▶ [Your objective]:
Please gather every line from the entries below that contains the word "sweater". Case counts.

▶ [Recorded data]:
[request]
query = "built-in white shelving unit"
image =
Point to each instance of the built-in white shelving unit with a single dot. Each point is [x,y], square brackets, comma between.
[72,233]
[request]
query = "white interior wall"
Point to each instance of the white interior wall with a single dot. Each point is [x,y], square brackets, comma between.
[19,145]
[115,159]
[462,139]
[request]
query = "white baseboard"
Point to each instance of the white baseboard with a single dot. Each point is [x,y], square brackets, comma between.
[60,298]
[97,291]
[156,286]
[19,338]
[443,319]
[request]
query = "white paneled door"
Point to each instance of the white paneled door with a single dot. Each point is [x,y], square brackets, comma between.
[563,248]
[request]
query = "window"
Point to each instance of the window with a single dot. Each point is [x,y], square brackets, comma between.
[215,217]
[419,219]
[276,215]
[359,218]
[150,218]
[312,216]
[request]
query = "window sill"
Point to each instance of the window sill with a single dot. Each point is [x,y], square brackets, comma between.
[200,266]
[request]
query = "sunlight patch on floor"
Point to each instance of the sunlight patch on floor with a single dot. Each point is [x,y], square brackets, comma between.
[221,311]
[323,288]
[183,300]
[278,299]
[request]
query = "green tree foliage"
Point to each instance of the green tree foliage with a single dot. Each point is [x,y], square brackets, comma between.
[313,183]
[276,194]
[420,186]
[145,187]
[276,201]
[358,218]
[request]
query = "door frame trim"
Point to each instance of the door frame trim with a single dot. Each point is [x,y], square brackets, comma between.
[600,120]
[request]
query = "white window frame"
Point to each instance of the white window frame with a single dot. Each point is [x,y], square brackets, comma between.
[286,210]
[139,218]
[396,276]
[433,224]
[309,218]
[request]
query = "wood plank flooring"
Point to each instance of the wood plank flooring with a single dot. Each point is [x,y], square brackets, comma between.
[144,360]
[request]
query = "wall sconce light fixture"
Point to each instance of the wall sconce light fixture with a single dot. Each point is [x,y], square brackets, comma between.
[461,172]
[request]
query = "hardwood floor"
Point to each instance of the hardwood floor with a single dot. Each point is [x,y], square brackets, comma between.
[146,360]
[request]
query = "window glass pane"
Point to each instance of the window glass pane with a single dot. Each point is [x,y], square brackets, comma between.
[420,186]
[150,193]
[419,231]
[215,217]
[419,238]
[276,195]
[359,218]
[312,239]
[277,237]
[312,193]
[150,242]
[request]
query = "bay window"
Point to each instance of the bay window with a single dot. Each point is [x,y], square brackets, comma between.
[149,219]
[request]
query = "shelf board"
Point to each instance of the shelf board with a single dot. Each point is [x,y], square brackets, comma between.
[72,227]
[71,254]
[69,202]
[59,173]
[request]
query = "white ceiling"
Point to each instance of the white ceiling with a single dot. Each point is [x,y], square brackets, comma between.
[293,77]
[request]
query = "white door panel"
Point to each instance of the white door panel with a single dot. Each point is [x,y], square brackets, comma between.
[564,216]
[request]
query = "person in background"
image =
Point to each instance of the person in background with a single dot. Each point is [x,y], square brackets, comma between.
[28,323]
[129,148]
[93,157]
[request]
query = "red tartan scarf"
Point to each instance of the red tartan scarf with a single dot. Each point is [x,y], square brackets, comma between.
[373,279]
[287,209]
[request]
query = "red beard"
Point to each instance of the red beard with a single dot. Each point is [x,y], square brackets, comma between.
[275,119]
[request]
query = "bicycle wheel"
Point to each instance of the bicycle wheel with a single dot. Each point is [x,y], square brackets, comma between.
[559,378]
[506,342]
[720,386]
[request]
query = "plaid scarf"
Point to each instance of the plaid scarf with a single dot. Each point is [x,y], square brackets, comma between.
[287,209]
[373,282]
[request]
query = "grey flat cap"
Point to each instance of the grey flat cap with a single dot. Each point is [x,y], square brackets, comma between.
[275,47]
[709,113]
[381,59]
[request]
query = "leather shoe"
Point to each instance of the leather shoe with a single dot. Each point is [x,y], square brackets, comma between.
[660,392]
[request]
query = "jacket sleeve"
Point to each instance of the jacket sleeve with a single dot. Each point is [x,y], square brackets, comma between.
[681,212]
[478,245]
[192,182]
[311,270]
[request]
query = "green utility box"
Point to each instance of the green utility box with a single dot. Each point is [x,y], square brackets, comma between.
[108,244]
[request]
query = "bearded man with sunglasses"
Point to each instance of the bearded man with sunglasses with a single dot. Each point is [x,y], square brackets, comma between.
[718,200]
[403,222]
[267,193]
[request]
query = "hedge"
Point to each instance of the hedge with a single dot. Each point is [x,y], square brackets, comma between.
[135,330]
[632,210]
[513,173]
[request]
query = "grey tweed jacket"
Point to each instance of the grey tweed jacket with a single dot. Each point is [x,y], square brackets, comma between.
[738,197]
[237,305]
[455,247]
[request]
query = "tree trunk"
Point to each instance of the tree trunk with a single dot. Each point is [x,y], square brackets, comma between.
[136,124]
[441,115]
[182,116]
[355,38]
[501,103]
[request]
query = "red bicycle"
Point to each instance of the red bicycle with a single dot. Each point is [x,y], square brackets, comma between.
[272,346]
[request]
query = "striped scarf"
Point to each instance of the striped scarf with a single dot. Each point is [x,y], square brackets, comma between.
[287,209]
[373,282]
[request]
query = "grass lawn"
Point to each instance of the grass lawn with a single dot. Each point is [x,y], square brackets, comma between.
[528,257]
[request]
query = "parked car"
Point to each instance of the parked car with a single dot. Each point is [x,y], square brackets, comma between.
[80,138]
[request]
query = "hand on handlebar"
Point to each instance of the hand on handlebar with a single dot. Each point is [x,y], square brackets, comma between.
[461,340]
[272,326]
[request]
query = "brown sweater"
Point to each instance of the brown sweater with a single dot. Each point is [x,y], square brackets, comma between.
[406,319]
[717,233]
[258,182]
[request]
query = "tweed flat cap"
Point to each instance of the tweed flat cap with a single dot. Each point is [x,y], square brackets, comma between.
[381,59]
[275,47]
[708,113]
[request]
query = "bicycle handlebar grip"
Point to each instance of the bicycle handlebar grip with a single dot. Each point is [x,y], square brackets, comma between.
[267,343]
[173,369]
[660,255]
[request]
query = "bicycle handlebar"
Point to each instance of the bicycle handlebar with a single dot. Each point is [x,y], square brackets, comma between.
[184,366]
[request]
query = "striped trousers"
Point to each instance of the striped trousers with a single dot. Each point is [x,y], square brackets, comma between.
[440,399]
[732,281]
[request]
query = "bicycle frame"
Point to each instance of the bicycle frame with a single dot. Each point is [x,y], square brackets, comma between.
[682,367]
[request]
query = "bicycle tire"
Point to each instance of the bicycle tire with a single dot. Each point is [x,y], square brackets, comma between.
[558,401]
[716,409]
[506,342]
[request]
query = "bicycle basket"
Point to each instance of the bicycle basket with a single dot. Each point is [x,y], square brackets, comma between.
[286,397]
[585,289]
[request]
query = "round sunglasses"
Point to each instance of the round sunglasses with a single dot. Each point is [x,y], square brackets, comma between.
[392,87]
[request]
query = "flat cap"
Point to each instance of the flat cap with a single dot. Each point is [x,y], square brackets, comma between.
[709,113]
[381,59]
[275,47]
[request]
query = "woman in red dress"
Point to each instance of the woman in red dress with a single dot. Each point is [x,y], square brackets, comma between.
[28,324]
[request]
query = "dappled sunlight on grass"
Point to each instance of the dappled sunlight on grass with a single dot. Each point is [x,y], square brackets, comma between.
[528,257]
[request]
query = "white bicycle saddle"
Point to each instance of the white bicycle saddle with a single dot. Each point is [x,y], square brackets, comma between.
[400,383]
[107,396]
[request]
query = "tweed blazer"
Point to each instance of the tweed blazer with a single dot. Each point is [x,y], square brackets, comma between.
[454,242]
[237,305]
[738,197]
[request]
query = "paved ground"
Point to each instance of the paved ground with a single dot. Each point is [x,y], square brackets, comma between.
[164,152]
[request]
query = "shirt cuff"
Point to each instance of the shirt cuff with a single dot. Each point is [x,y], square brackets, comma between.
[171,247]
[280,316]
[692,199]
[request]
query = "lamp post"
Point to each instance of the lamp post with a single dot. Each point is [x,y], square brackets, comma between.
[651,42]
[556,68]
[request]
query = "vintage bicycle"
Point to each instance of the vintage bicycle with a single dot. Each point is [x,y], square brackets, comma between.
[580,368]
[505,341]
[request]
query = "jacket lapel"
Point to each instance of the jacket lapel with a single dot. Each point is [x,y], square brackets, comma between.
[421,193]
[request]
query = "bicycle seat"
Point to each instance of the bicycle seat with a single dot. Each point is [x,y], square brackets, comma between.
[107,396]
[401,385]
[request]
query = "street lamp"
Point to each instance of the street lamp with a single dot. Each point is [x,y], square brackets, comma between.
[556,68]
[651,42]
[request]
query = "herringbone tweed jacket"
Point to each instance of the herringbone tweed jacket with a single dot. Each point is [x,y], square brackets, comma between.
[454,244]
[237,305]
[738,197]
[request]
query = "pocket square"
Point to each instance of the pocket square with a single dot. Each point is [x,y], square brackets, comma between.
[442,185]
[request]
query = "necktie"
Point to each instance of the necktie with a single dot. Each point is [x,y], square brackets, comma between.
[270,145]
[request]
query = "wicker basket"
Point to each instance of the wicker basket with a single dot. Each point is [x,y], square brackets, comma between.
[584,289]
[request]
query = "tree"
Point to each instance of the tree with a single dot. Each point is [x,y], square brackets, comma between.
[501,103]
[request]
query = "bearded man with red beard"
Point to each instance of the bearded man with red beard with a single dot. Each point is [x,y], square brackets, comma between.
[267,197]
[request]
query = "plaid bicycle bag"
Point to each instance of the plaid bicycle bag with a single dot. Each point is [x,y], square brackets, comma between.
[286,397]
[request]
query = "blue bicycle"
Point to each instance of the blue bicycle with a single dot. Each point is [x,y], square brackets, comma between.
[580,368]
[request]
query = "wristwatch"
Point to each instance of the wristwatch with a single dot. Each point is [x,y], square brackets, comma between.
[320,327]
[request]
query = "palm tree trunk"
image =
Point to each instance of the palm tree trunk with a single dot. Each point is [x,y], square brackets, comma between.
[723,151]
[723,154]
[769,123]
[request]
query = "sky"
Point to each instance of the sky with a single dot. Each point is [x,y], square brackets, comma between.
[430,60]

▶ [Task answer]:
query = "brown sweater"
Point to each instance of the brown sweater with a single dot. Each point is [x,y], square brackets, comma between.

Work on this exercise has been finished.